Goal
Repeat the material verbatim. Images are excluded from the copy.

Extracted entries
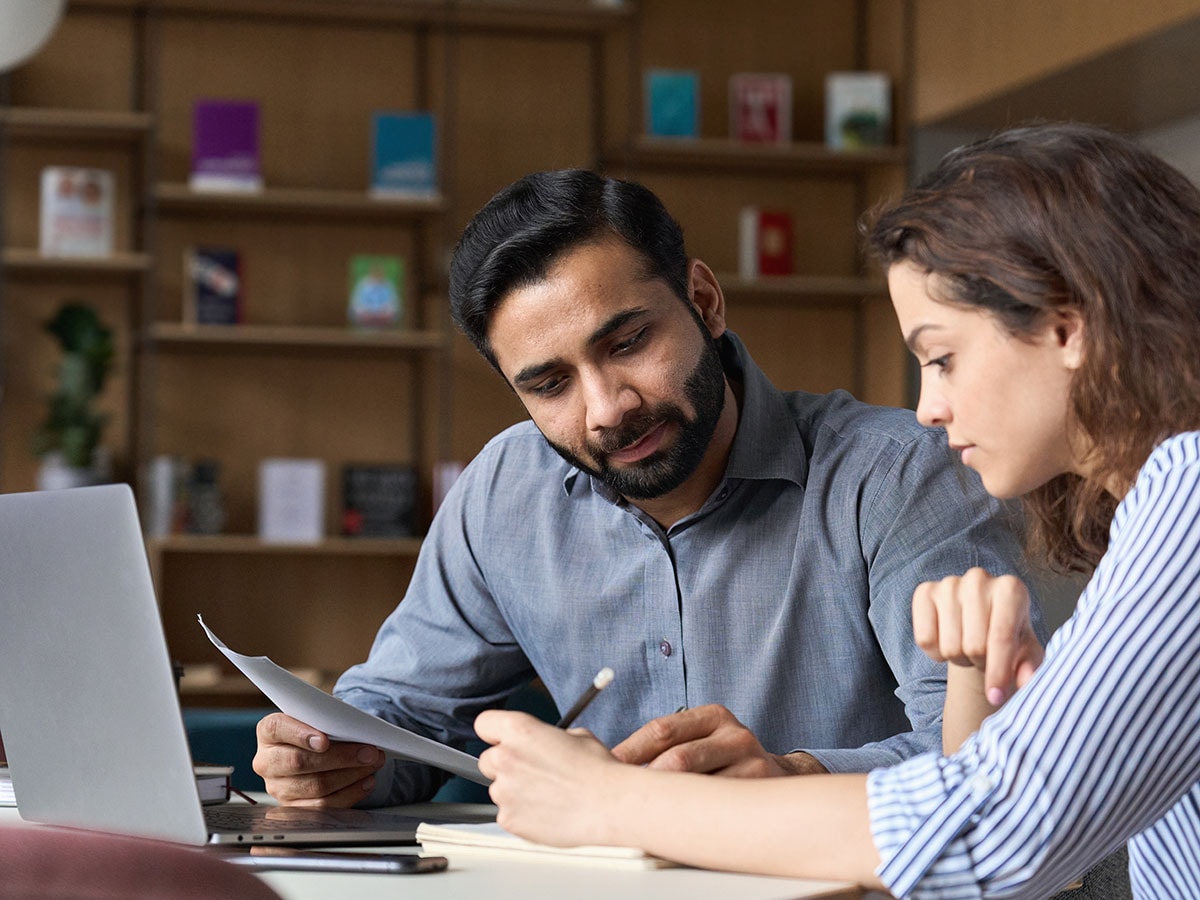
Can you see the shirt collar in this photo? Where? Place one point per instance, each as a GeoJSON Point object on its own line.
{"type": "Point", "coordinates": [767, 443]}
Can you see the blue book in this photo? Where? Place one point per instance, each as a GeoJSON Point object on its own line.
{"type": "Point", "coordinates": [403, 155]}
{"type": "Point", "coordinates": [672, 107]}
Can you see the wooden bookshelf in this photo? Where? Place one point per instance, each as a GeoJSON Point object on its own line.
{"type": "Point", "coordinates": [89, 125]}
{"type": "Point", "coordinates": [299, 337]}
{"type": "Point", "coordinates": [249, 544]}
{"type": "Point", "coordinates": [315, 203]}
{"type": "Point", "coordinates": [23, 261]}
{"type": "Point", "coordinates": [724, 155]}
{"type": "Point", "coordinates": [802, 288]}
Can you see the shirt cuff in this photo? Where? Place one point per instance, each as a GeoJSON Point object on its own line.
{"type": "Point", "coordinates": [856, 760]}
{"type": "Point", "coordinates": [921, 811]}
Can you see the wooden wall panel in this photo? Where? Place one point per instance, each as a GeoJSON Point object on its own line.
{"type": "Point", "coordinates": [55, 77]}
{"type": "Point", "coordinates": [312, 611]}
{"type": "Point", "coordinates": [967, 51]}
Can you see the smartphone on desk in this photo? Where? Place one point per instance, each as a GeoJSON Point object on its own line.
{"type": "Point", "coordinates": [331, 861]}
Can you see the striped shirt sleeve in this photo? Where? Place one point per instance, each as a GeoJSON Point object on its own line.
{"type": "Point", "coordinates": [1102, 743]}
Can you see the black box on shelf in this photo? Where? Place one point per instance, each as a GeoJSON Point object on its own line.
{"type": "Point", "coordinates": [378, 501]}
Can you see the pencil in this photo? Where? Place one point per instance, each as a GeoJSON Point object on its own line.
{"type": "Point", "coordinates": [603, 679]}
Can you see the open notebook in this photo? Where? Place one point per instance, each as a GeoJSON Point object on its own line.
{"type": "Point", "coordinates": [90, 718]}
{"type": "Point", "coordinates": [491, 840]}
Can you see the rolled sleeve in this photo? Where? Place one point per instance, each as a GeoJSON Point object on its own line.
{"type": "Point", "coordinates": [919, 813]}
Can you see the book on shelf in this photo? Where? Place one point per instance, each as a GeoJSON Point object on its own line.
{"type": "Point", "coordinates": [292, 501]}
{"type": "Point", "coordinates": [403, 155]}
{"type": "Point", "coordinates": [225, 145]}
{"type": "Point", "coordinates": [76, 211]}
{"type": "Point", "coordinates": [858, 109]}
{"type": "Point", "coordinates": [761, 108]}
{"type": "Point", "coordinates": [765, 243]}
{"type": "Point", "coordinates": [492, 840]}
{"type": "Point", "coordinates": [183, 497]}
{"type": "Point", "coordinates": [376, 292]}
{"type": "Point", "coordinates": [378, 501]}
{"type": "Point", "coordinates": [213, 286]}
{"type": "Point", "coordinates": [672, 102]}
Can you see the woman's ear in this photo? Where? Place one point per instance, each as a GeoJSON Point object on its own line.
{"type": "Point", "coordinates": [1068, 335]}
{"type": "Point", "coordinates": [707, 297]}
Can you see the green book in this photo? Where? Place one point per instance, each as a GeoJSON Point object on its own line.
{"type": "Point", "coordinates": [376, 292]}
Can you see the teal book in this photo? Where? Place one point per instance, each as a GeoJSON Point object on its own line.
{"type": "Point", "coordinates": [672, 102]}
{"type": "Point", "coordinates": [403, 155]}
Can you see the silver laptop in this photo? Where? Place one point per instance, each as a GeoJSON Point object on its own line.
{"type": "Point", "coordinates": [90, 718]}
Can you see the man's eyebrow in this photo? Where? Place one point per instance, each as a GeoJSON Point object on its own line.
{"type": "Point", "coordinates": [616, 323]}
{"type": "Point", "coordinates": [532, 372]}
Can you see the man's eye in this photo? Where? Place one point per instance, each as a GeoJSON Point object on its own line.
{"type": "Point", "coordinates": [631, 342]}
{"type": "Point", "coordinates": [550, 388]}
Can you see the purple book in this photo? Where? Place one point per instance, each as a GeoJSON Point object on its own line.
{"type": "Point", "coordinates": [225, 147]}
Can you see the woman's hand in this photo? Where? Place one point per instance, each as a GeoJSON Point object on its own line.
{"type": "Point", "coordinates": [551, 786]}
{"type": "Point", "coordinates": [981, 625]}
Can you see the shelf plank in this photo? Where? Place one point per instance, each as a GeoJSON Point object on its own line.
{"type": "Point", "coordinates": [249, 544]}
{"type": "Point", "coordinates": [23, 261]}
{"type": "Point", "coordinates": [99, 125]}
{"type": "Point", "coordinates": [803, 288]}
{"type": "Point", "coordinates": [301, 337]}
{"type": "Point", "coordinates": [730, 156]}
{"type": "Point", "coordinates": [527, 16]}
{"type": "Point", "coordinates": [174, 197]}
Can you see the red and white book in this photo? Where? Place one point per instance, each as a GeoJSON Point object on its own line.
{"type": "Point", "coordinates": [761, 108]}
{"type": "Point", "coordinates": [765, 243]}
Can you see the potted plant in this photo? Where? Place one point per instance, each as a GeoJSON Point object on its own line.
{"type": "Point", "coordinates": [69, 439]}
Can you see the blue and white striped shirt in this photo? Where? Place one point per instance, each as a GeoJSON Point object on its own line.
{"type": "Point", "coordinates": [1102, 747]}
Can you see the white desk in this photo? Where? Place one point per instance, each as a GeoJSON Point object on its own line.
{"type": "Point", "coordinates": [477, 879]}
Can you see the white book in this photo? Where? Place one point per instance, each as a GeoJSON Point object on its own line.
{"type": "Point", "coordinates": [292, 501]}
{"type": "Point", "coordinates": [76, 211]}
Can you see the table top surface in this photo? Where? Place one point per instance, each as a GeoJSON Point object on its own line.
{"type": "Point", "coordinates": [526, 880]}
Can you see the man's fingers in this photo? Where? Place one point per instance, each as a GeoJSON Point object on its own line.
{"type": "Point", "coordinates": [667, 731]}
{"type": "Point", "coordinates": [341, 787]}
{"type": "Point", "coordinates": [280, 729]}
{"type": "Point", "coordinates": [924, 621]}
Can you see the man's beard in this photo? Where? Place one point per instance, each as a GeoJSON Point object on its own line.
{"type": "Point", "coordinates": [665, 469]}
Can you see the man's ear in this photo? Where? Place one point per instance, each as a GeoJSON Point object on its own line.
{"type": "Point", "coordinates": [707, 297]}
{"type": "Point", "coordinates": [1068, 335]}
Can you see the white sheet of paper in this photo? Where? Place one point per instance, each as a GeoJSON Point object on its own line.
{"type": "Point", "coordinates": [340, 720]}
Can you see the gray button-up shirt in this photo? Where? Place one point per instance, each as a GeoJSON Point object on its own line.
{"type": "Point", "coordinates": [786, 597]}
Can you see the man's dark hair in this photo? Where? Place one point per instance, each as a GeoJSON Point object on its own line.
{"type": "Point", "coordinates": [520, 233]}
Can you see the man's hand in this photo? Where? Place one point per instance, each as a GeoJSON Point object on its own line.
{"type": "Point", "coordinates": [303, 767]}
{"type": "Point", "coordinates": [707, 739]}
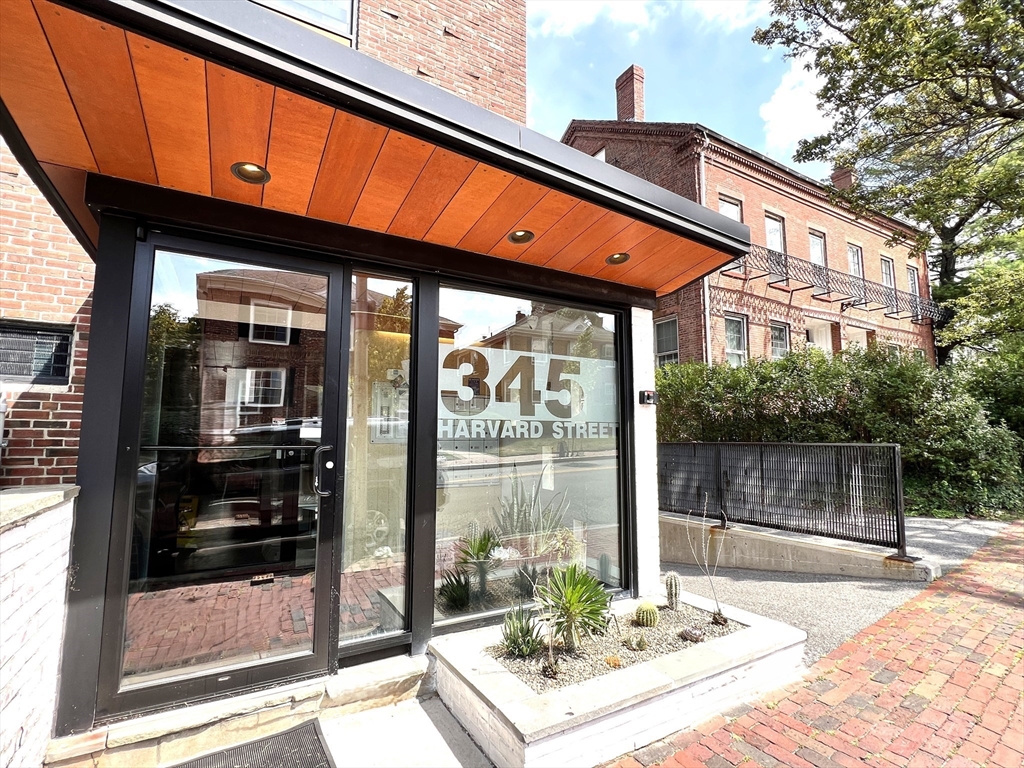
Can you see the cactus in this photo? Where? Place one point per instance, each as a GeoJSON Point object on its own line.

The response
Can you see the shirt collar in this photo? Where? Place one point per instance, each as a GeoJSON Point object on its own line.
{"type": "Point", "coordinates": [767, 443]}
Can you see the blue book in this photo? Where? Place one point per instance, each as a GeoJSON Point object on its own line.
{"type": "Point", "coordinates": [403, 155]}
{"type": "Point", "coordinates": [672, 107]}
Can you see the wooden bookshelf in this photo? Where? Place one point per instance, each as a GeoJSON Point object on its own line.
{"type": "Point", "coordinates": [89, 125]}
{"type": "Point", "coordinates": [299, 337]}
{"type": "Point", "coordinates": [249, 544]}
{"type": "Point", "coordinates": [315, 203]}
{"type": "Point", "coordinates": [23, 261]}
{"type": "Point", "coordinates": [724, 155]}
{"type": "Point", "coordinates": [802, 288]}
Can you see the shirt cuff in this photo? Where? Place one point per instance, each as a GeoJSON Point object on its own line.
{"type": "Point", "coordinates": [856, 760]}
{"type": "Point", "coordinates": [921, 811]}
Can you see the wooden wall panel in this photo? Where? Place one point per instance, each as a GeoJSON Point object on its own line.
{"type": "Point", "coordinates": [55, 77]}
{"type": "Point", "coordinates": [312, 611]}
{"type": "Point", "coordinates": [967, 51]}
Can you see the smartphone on desk in this photo? Where? Place one point per instance, each as a GeoJSON Point object on its own line.
{"type": "Point", "coordinates": [331, 861]}
Can you see the striped shirt sleeve in this photo? Where? Place one point per instance, each as a GeoJSON Point object on its own line.
{"type": "Point", "coordinates": [1102, 743]}
Can you see the black box on shelf in this photo? Where? Place one point per instance, each as a GeoJSON Point object on its own line.
{"type": "Point", "coordinates": [378, 501]}
Can you see the pencil in this photo? Where? Place one point per instance, each as a GeoJSON Point object on its own line.
{"type": "Point", "coordinates": [603, 679]}
Can you see the open notebook in this photo? Where? Place one point per instance, each as a GeoJSON Point object on its own line.
{"type": "Point", "coordinates": [90, 718]}
{"type": "Point", "coordinates": [491, 840]}
Can you see the rolled sleeve in this photo? Where? Place one point per instance, each as a GeoJSON Point object on its own line.
{"type": "Point", "coordinates": [919, 813]}
Can you see the book on shelf in this photo? Where? Place one point per instance, each as a GeoJSON Point object on its own line.
{"type": "Point", "coordinates": [292, 501]}
{"type": "Point", "coordinates": [403, 155]}
{"type": "Point", "coordinates": [225, 145]}
{"type": "Point", "coordinates": [76, 211]}
{"type": "Point", "coordinates": [858, 109]}
{"type": "Point", "coordinates": [761, 108]}
{"type": "Point", "coordinates": [765, 243]}
{"type": "Point", "coordinates": [492, 840]}
{"type": "Point", "coordinates": [183, 497]}
{"type": "Point", "coordinates": [376, 292]}
{"type": "Point", "coordinates": [378, 501]}
{"type": "Point", "coordinates": [213, 286]}
{"type": "Point", "coordinates": [672, 102]}
Can you see the woman's ear in this photo? Where? Place one point per instance, each as a GeoJSON Point object on its own line.
{"type": "Point", "coordinates": [1068, 335]}
{"type": "Point", "coordinates": [707, 297]}
Can you see the green book in this photo? Where? Place one point per instance, each as a GeoJSON Point object on its own line.
{"type": "Point", "coordinates": [376, 292]}
Can you see the teal book in this photo? Where? Place one point per instance, each as a GeoJSON Point object on its own line.
{"type": "Point", "coordinates": [672, 102]}
{"type": "Point", "coordinates": [403, 155]}
Can you see the silver laptop in this photo? Where? Place one point per instance, each as a GeoJSON Point object on its own line.
{"type": "Point", "coordinates": [90, 718]}
Can you see the man's eyebrow in this photo? Where? Place one point per instance, each as a GeoJSON Point object on its own line.
{"type": "Point", "coordinates": [616, 323]}
{"type": "Point", "coordinates": [532, 372]}
Can you see the man's eye in this photo? Where? Place one point per instance, each as a GeoJSON Point object on its own line.
{"type": "Point", "coordinates": [631, 342]}
{"type": "Point", "coordinates": [550, 388]}
Can you see the purple book in this photo? Where? Place one point per instance, each as a GeoJSON Point object on its own line.
{"type": "Point", "coordinates": [225, 147]}
Can you see the woman's hand in this photo? Where? Place one point per instance, each as a GeoJSON Point object on its own line.
{"type": "Point", "coordinates": [551, 786]}
{"type": "Point", "coordinates": [981, 625]}
Can you see the shelf plank in this photo? Where? Place one point per instance, each as a GeoJSON Point object on its own line.
{"type": "Point", "coordinates": [249, 544]}
{"type": "Point", "coordinates": [23, 261]}
{"type": "Point", "coordinates": [99, 125]}
{"type": "Point", "coordinates": [803, 288]}
{"type": "Point", "coordinates": [301, 337]}
{"type": "Point", "coordinates": [730, 156]}
{"type": "Point", "coordinates": [527, 16]}
{"type": "Point", "coordinates": [174, 197]}
Can you see the red and white book in this photo? Where? Place one point per instance, each as a GeoJSON Point object on its own line.
{"type": "Point", "coordinates": [761, 108]}
{"type": "Point", "coordinates": [765, 243]}
Can you see the potted plant in this photo? Where? Place one point per instance, each as a GeoJSON Point object on its own line.
{"type": "Point", "coordinates": [69, 439]}
Can you see the blue and white striped shirt in this photo? Where? Place one point per instance, each as a GeoJSON Point object on its own line.
{"type": "Point", "coordinates": [1102, 747]}
Can you see the white desk in this photo? Where? Place one point per instance, each as a GeoJSON Point object on its own line.
{"type": "Point", "coordinates": [477, 879]}
Can you see the white book in this photo? Where? Place one point per instance, each as a GeoJSON Point object on its own line.
{"type": "Point", "coordinates": [292, 501]}
{"type": "Point", "coordinates": [76, 211]}
Can you see the table top surface in this photo? Where? Place one point per instance, each as a GeoJSON Point object on its own line.
{"type": "Point", "coordinates": [526, 880]}
Can you see the man's fingers in this photo? Where? Place one point per instance, each as a GeoJSON Point object on its own line.
{"type": "Point", "coordinates": [667, 731]}
{"type": "Point", "coordinates": [341, 787]}
{"type": "Point", "coordinates": [280, 729]}
{"type": "Point", "coordinates": [924, 621]}
Can you see the man's beard in this photo? Where? Place one point per instance, each as a GeoJSON Point object on its own line.
{"type": "Point", "coordinates": [665, 469]}
Can you see the man's ear in this photo? Where? Place one point per instance, each as a GeoJSON Point object on its own line.
{"type": "Point", "coordinates": [707, 297]}
{"type": "Point", "coordinates": [1068, 335]}
Can you see the white sheet of paper in this photo? Where? Place one point per instance, each as a GeoJSON Point object on its own line.
{"type": "Point", "coordinates": [340, 720]}
Can you see the gray button-up shirt in this photo? Where? Place one point per instance, each as a GeoJSON Point object on its own line.
{"type": "Point", "coordinates": [786, 597]}
Can you see the man's dark hair in this photo? Where? Place one point per instance, each as a GeoJSON Point object on its own line.
{"type": "Point", "coordinates": [520, 233]}
Can you see the man's hand in this photo? Where? Place one point per instance, each as a GeoJSON Point object on its own line.
{"type": "Point", "coordinates": [303, 767]}
{"type": "Point", "coordinates": [707, 739]}
Can you see the cactus in this photo? Where? Place one point per instance, each as a GeoJSON Point object on its own line.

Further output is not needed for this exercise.